Running into transition and grabbing my bike equipment bag off the rack I noticed that there were only a few hundred bikes remaining. A little surprised at being so far back already in the field I reminded myself, "I just got to get through this thing –don’t worry about the competition!”
I jumped on my bike and started out smooth, reminding myself I had to watch it with how hard I could push because of my bum knee. Moving out on to the Queen K highway I immediately felt the prevailing head wind blowing me backwards. “Oh this is what everybody talks about”, with the winds coming off the black lava fields, the temps rocketed up into triple digits and I felt like a giant hot hair dryer was cooking me. I managed only a 16 -17 mph pace (as opposed to my normal 21-22mph). I focused on drinking a 22 oz bottle of water every 10 miles and taking salt tabs of 300 mil every half-hour. Six plus hours and 112 miles later, with nary a stop to pee, I rolled into transition totally cooked!
Midway between the 112 mile cycling leg of the Ironman World Championship. October, 2008.
I sat in the transition tent for a full ten minutes with my head wrapped in ice cold towels to lower my body temp before putting on my running shoes. Facing the biggest physical test of my life, I had one final 26.2 mile marathon on legs that had not run for five weeks. I set out in the late afternoon heat and humidity. Starting out slow and passing by my support team, I gave a thumbs up. I was running without pain –“Wow”, I couldn’t believe it! What an answer to prayer. “I’ll just run one mile to the next water stop”, I told myself. Walking through the water stop, I started running again, “1 more mile”, I said. So for the next 26 miles I took it one mile at a time, only looking to the next stop.
Mike running the marathon of his life in the final leg of the Ironman World Championship. October, 2008.
I settled into sort of a trance and before I knew it I was coming off the Queen K Highway with two miles to go.
Walking through the last water stop, I swallowed hard, set my jaw, and embarked on the biggest mile of my life. It was surreal –the last mile was lit with flood lights and lined with screaming people, cheering me and slapping me on the back.

▶ [DATASET EXTRACT]
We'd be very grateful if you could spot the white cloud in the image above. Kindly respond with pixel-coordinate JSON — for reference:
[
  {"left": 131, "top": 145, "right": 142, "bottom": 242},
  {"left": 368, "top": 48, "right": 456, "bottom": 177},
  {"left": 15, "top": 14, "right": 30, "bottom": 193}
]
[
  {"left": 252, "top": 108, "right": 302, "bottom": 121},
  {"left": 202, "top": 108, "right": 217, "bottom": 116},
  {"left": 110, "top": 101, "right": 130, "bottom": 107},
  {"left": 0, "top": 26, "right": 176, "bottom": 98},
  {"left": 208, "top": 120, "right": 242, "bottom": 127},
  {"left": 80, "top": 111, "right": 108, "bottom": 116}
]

▶ [REQUIRED ACTION 1] Can you reproduce the stretch of the Ironman race account from "I jumped on" through "cycling leg of the Ironman World Championship. October, 2008.", word for word?
▶ [REQUIRED ACTION 2] Can you turn the Ironman race account's paragraph that begins "I jumped on my bike" into a short bulleted list that keeps its main facts?
▶ [REQUIRED ACTION 3] How would you continue the Ironman race account past its final sentence?

▶ [ANSWER BOX 1]
I jumped on my bike and started out smooth, reminding myself I had to watch it with how hard I could push because of my bum knee. Moving out on to the Queen K highway I immediately felt the prevailing head wind blowing me backwards. “Oh this is what everybody talks about”, with the winds coming off the black lava fields, the temps rocketed up into triple digits and I felt like a giant hot hair dryer was cooking me. I managed only a 16 -17 mph pace (as opposed to my normal 21-22mph). I focused on drinking a 22 oz bottle of water every 10 miles and taking salt tabs of 300 mil every half-hour. Six plus hours and 112 miles later, with nary a stop to pee, I rolled into transition totally cooked!
Midway between the 112 mile cycling leg of the Ironman World Championship. October, 2008.

▶ [ANSWER BOX 2]
- Started the bike leg smoothly but limited the effort because of a bad knee.
- On the Queen K highway, hit a strong head wind. Winds off the black lava fields pushed temperatures into triple digits.
- Held only a 16–17 mph pace instead of the usual 21–22 mph.
- Drank a 22 oz bottle of water every 10 miles and took 300 mil salt tabs every half-hour.
- Rode 112 miles in more than six hours without stopping to pee, arriving at transition completely cooked.

▶ [ANSWER BOX 3]
As I crossed the finish line at Kona, I broke down in tears from all the frustrations and disappointments of the past years colliding with the overwhelming joy of a hard-fought accomplishment. I remember looking up with gratitude and shouting “I did it, I really did it!” The whole scene was electric with energy and excitement as I found my way back to my family and friends.
Finish-line rejoicing at the Ironman World Championship in Kona, Hawaii. October, 2008.
What a day I’ll never forget! And, I thank God for giving me the strength to somehow swim 2.4 miles, bike 112 miles, and run 26.2 miles without training properly for the prior five weeks leading up to the biggest race of my life!
I finish with my favorite quote of all time from Teddy Roosevelt, words I try to live my life by:
“It is not the critic who counts; not the man who points out how the strong man stumbles, or where the doer of deeds could have done them better. The credit belongs to the man who is actually in the arena, whose face is marred by dust and sweat and blood; who strives valiantly; who errs, who comes up short again and again, because there is no effort without error and shortcoming; but who does actually strive to do the deeds; who knows the great enthusiasms, the great devotions; who spends himself in a worthy cause; who at the best knows in the end the triumph of high achievement, and who at the least fails while daring greatly, so that his place shall never be with those cold and timid souls who neither know victory or defeat.”
IRON-Mike Colaizy is a full-time fitness instructor and personal trainer at Wild River Fitness in Osceola, WI. He is also an adjunct trainer for Luminaries Retreat, LLC. He is married to Beth and they have three grown daughters who are all avid fitness enthusiasts.